▶ _EXERCISE_
Your result should be every line of the records below that contains the word "rope".

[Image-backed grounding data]
⟨
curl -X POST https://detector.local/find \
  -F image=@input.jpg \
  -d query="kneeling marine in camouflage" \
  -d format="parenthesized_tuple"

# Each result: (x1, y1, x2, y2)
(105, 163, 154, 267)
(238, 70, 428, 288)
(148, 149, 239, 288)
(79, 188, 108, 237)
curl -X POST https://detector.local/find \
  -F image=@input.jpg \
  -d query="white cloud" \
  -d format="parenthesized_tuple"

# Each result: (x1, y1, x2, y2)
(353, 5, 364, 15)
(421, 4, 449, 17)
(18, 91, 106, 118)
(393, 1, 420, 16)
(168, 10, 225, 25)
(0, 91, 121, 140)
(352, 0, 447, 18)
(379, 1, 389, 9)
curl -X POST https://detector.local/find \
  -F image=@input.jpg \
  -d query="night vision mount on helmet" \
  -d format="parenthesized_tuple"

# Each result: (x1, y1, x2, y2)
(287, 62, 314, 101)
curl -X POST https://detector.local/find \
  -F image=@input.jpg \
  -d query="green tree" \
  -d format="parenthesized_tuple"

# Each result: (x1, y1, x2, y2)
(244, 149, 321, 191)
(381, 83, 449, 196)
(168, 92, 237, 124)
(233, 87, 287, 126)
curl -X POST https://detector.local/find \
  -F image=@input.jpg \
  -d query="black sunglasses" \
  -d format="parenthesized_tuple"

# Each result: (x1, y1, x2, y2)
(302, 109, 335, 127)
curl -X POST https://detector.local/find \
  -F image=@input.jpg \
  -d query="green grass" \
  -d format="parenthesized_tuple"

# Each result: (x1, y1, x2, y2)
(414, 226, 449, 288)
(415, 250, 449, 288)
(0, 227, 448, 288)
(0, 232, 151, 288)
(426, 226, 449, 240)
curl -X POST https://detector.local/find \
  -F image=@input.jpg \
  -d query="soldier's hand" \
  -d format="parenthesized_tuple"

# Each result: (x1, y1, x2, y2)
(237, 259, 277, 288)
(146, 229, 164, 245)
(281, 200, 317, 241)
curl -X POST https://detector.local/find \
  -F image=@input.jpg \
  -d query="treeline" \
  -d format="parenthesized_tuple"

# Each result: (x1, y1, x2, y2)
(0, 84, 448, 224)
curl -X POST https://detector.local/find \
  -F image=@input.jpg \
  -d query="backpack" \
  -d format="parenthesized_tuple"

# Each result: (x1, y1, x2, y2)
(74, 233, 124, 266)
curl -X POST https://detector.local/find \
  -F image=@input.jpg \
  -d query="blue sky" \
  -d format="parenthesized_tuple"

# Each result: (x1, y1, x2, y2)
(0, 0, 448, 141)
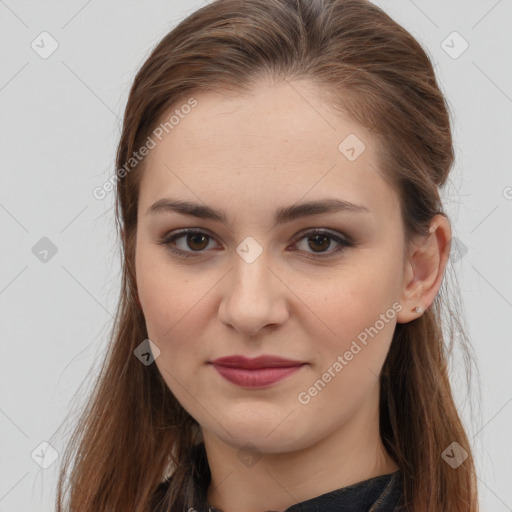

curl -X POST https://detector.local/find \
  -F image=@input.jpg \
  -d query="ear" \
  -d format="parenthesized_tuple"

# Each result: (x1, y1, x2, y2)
(396, 214, 452, 324)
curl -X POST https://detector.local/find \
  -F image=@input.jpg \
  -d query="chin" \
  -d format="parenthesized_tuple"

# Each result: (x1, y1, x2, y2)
(211, 417, 314, 454)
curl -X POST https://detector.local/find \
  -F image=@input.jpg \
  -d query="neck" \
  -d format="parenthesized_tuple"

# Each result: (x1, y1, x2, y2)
(204, 386, 399, 512)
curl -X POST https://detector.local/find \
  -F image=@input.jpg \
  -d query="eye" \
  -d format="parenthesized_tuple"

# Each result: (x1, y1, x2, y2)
(159, 229, 219, 258)
(158, 228, 353, 260)
(290, 228, 353, 259)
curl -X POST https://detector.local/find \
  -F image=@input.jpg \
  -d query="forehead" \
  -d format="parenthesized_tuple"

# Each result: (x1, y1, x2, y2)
(138, 80, 400, 221)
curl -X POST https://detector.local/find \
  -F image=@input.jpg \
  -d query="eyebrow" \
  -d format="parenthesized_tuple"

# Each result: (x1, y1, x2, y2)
(146, 197, 371, 227)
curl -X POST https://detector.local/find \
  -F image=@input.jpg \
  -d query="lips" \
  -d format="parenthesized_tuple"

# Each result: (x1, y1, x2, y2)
(211, 355, 306, 369)
(209, 355, 307, 388)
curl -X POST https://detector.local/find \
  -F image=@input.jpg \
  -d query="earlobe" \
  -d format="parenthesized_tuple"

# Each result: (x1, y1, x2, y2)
(396, 215, 451, 324)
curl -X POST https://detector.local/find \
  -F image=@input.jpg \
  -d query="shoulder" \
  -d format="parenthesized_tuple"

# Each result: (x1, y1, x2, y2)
(372, 470, 408, 512)
(376, 470, 406, 511)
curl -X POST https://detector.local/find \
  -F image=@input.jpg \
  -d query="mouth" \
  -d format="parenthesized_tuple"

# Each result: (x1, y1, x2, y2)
(209, 355, 307, 388)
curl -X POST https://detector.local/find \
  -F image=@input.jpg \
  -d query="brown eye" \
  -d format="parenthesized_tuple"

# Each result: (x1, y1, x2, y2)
(160, 229, 218, 258)
(160, 228, 353, 260)
(291, 229, 352, 259)
(184, 232, 210, 251)
(306, 233, 332, 253)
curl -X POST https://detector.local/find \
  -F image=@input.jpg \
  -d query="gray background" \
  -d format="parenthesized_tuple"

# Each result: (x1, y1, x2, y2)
(1, 1, 511, 510)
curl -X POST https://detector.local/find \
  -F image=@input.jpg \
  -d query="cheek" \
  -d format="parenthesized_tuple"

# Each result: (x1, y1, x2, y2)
(136, 243, 193, 339)
(303, 286, 398, 423)
(313, 258, 401, 368)
(135, 246, 217, 388)
(138, 261, 209, 402)
(141, 281, 202, 357)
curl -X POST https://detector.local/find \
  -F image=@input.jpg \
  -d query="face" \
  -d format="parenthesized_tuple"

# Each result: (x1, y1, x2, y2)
(135, 79, 408, 453)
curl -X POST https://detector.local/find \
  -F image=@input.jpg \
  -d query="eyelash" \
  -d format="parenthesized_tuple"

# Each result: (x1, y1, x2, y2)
(158, 228, 354, 260)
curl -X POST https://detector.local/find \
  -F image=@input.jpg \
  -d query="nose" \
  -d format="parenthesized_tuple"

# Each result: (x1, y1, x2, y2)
(218, 251, 289, 337)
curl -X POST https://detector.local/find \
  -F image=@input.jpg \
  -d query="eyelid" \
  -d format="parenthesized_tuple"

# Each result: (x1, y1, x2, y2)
(290, 227, 352, 245)
(159, 226, 354, 259)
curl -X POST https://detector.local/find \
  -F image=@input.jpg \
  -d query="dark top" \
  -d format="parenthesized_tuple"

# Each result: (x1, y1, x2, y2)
(154, 467, 405, 511)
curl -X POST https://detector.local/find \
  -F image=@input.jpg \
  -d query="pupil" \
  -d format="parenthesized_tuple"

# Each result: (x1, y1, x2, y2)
(188, 233, 208, 251)
(309, 234, 329, 252)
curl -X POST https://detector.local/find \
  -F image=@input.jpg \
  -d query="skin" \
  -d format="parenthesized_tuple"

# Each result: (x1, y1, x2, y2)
(135, 78, 451, 512)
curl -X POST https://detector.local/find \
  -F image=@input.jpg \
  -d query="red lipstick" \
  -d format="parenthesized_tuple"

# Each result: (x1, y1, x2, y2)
(210, 355, 306, 388)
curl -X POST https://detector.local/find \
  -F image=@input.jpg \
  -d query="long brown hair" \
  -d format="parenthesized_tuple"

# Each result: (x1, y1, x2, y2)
(55, 0, 480, 510)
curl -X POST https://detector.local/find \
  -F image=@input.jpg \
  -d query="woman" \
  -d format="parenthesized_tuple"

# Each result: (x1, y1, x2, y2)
(56, 0, 479, 510)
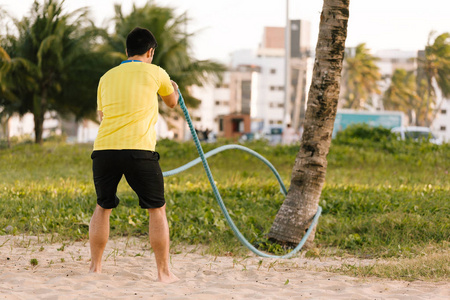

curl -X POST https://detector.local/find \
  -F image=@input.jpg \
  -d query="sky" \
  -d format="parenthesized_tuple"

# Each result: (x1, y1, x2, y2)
(1, 0, 449, 62)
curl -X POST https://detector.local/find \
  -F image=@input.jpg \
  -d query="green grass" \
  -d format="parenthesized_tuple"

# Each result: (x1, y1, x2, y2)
(0, 136, 449, 280)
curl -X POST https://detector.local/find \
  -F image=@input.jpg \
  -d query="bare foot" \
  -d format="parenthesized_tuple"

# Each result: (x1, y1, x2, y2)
(89, 262, 102, 273)
(158, 271, 179, 284)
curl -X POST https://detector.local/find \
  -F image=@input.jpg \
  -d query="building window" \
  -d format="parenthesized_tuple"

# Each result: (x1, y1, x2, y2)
(277, 120, 283, 124)
(270, 86, 284, 91)
(270, 68, 276, 74)
(219, 118, 224, 132)
(194, 117, 201, 122)
(441, 109, 447, 115)
(215, 100, 230, 106)
(277, 103, 284, 108)
(215, 83, 229, 89)
(440, 126, 446, 131)
(269, 120, 274, 124)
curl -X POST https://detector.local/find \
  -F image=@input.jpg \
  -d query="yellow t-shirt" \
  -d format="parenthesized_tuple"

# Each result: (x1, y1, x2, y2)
(94, 62, 174, 151)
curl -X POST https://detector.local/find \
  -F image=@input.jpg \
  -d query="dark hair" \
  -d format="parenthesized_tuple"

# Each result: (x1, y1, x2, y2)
(126, 27, 158, 57)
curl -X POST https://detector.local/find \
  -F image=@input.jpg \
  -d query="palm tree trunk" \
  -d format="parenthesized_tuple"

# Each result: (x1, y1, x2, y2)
(268, 0, 350, 247)
(33, 90, 47, 145)
(0, 114, 11, 148)
(424, 77, 433, 127)
(34, 111, 44, 145)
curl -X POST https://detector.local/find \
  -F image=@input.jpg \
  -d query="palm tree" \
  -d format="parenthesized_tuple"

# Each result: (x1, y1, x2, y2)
(0, 33, 37, 146)
(268, 0, 350, 247)
(106, 2, 226, 113)
(383, 68, 424, 125)
(0, 0, 108, 144)
(341, 43, 381, 109)
(419, 32, 450, 126)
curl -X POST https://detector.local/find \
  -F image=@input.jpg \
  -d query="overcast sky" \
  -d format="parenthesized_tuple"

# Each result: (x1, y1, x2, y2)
(1, 0, 449, 62)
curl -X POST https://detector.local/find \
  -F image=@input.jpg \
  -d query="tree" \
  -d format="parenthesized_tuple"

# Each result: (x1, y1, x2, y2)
(0, 32, 36, 146)
(106, 2, 226, 114)
(341, 43, 381, 109)
(268, 0, 350, 247)
(384, 32, 450, 126)
(0, 0, 109, 144)
(383, 68, 424, 125)
(419, 32, 450, 126)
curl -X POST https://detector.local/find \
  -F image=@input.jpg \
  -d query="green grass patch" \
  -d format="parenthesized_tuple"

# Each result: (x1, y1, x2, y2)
(324, 248, 449, 281)
(0, 137, 449, 279)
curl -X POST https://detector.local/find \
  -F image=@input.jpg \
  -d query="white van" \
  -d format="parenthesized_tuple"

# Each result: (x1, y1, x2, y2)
(391, 126, 443, 145)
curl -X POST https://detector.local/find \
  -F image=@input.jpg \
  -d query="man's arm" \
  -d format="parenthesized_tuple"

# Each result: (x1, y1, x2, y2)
(97, 111, 103, 122)
(160, 81, 179, 108)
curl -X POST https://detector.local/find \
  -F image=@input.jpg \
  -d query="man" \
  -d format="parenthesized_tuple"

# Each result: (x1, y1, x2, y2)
(89, 27, 178, 283)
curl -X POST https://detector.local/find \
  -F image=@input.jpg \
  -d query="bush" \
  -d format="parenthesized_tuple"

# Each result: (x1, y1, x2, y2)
(334, 123, 394, 145)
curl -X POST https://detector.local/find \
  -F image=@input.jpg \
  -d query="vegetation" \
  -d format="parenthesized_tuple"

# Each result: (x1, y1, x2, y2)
(383, 32, 450, 126)
(341, 43, 381, 109)
(0, 0, 226, 144)
(420, 32, 450, 126)
(0, 126, 450, 279)
(0, 0, 109, 144)
(0, 126, 448, 281)
(383, 69, 422, 124)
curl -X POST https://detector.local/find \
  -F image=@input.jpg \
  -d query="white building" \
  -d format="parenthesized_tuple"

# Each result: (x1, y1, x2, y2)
(189, 74, 231, 137)
(431, 88, 450, 142)
(190, 20, 313, 138)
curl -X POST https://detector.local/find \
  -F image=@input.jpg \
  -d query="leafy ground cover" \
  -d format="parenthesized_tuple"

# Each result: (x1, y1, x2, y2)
(0, 129, 448, 280)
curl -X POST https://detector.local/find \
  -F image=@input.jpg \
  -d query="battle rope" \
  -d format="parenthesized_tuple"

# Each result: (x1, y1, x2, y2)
(161, 90, 322, 259)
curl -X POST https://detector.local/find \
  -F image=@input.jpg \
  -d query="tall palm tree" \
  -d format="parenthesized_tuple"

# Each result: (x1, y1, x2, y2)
(0, 31, 37, 146)
(419, 32, 450, 126)
(0, 0, 108, 144)
(383, 68, 424, 125)
(105, 2, 226, 113)
(341, 43, 381, 109)
(268, 0, 350, 247)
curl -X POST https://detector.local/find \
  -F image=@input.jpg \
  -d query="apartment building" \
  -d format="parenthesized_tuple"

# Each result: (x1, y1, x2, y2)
(190, 20, 313, 139)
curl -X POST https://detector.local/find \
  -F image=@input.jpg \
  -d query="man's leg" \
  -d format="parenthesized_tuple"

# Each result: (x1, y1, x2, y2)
(89, 204, 112, 273)
(148, 204, 178, 283)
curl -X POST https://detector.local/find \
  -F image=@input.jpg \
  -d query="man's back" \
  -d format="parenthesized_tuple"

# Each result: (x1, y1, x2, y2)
(94, 62, 173, 151)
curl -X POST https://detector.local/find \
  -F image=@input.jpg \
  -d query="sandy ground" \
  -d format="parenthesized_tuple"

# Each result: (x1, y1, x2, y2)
(0, 235, 448, 300)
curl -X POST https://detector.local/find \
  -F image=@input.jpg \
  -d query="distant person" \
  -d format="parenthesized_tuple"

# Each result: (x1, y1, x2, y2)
(89, 27, 178, 283)
(282, 124, 297, 145)
(203, 128, 211, 142)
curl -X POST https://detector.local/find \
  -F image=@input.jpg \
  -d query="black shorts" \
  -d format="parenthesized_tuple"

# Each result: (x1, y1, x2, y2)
(91, 150, 165, 209)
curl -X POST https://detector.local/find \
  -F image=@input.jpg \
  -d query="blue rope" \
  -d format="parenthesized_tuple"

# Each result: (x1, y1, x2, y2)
(162, 90, 322, 258)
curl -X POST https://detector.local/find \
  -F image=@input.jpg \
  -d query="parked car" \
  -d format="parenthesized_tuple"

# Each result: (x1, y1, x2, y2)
(239, 132, 268, 143)
(391, 126, 443, 145)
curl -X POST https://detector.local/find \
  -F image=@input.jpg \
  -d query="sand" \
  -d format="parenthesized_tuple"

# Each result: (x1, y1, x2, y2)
(0, 235, 448, 299)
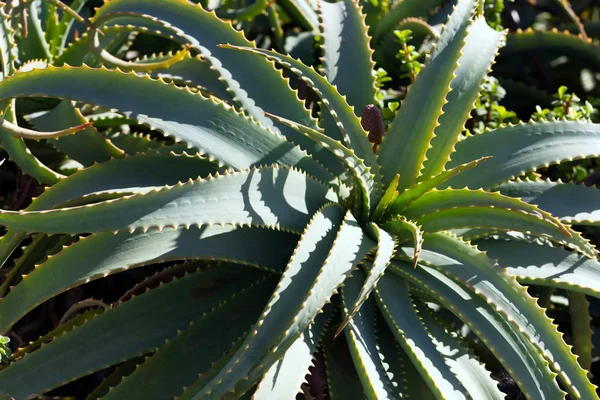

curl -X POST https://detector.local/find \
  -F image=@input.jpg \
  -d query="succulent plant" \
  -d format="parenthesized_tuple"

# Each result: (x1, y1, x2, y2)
⟩
▶ _WRITTEN SOLUTION_
  -d query="battle rope" \
  -d query="blue rope" \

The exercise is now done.